### EXERCISE PROMPT
In the material below, find each line with the word "instance" and copy it.
--
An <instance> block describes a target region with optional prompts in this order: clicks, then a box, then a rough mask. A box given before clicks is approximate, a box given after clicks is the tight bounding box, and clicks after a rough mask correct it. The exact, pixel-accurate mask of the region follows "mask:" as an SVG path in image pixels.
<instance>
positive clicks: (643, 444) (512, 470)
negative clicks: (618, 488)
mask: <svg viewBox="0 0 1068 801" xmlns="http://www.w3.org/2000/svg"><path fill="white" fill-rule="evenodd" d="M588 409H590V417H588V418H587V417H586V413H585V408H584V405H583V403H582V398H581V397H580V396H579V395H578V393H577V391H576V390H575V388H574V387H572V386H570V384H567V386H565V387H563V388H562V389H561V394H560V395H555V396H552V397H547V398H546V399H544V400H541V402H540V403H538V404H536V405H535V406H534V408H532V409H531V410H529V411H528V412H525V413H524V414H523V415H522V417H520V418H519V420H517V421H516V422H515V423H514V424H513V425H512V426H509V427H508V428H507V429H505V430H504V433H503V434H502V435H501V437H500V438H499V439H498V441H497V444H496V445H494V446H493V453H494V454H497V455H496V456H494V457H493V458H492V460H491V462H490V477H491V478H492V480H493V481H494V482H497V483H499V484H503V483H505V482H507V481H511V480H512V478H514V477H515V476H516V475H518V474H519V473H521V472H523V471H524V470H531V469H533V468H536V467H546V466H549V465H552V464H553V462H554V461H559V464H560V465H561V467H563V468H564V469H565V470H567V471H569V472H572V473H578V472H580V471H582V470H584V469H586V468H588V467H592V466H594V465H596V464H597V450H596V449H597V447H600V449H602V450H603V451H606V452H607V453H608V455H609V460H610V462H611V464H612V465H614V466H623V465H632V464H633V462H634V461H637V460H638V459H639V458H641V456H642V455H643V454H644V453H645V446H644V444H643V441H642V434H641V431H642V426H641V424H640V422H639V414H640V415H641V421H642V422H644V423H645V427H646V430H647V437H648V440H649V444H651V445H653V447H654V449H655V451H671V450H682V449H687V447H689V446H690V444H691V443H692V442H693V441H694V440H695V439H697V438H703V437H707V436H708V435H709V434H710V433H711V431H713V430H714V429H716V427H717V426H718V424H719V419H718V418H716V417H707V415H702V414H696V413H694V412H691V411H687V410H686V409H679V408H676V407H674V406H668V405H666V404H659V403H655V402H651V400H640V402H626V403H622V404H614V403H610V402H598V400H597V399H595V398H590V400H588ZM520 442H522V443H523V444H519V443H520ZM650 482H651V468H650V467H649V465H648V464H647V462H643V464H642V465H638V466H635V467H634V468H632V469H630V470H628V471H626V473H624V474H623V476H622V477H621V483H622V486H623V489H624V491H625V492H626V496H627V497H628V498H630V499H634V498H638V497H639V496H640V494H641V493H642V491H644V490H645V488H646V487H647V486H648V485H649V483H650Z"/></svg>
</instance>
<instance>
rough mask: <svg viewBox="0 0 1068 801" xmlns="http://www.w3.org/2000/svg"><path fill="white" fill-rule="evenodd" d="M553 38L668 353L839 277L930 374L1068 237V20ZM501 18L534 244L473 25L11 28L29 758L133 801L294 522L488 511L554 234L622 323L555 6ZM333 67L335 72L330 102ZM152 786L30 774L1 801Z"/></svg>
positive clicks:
--
### ANSWER FOR THE TASK
An <instance> block describes a target region with optional prompts in this order: clicks, then a box, then a rough mask. A box given before clicks is approximate, a box given after clicks is the tight bounding box, and clicks after a rough mask correct it. The exact, pixel-accurate mask of the region follows "mask:" as an SVG path in image pixels.
<instance>
</instance>
<instance>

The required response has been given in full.